- _What needs to be done_:
Every record below should be written out exactly; pictures stay out.
--------
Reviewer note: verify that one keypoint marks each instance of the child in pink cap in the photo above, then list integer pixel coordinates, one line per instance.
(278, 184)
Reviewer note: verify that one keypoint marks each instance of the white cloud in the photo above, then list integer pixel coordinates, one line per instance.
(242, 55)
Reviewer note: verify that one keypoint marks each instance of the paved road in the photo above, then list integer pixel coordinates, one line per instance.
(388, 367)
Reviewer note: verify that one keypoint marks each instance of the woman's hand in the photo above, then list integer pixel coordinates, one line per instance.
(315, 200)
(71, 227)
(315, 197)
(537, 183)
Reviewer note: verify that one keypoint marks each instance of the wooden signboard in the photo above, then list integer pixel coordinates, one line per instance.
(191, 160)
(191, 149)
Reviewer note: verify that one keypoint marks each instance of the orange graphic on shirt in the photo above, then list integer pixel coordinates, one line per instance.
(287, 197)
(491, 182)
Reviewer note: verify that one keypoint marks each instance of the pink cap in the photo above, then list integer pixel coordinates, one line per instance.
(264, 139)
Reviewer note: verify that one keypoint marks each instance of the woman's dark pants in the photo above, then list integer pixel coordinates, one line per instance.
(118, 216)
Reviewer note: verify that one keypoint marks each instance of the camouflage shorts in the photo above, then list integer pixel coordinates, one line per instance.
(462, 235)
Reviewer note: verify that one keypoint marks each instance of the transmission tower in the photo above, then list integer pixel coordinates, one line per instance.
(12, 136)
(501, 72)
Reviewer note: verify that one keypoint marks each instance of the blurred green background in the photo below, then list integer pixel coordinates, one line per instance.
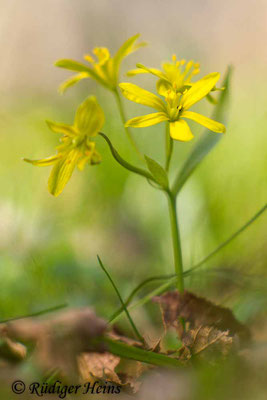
--------
- _Worked solution_:
Reviewer note: verify that one keypoint marks each instance of the child in pink cap in the photo above, then list integer pixel coordinates, one line per instance.
(278, 184)
Reviewer note: verify that one keypoint marks each instance of the white cloud in the photo above, then list integer pixel coordinates, one line per instance.
(242, 55)
Reviewer note: verify that one keypoint marks each instance of the paved road in the photo above, then list integer pixel coordinates, one line per instance.
(388, 367)
Reviewer note: verify that one keypoint marks each instance of the woman's hand in the photo above, then list integer pixel coordinates, one line per instance.
(315, 200)
(71, 227)
(315, 197)
(537, 183)
Reviewer note: verify that one keypoint marks each instance of the wooden signboard in the photo above, then list integer pixel coordinates, one line per instance.
(191, 160)
(191, 149)
Reviewer note: verify that one keypoint marks each instance of the orange graphic on shirt in the photo above, then list integer pixel coordinates, one line per instance.
(287, 197)
(491, 182)
Reviewer note: verify that one keypoint marks each instance of the pink cap in the photo above, then list integer pixel coordinates, one line per instance.
(264, 139)
Reviewer note: verify that one keypoint marks each instance of the woman's dark pants in the photo above, then list integer pixel coordinates, one line per instance.
(118, 216)
Reviewer note: verify that one keypoint marks each instance of the camouflage shorts in the photo above, then list integer pixel coordinates, one line per instance.
(462, 235)
Reviewer note: verify that one keypoint marks each instance of the transmission tower in the photo above, then list integer pixel coordinates, one line per instance.
(12, 136)
(501, 72)
Reviewer note: verify that one keypoint marks each instance of the blurred green background in the photo below, then list integer pixel coordinates, one line per instance.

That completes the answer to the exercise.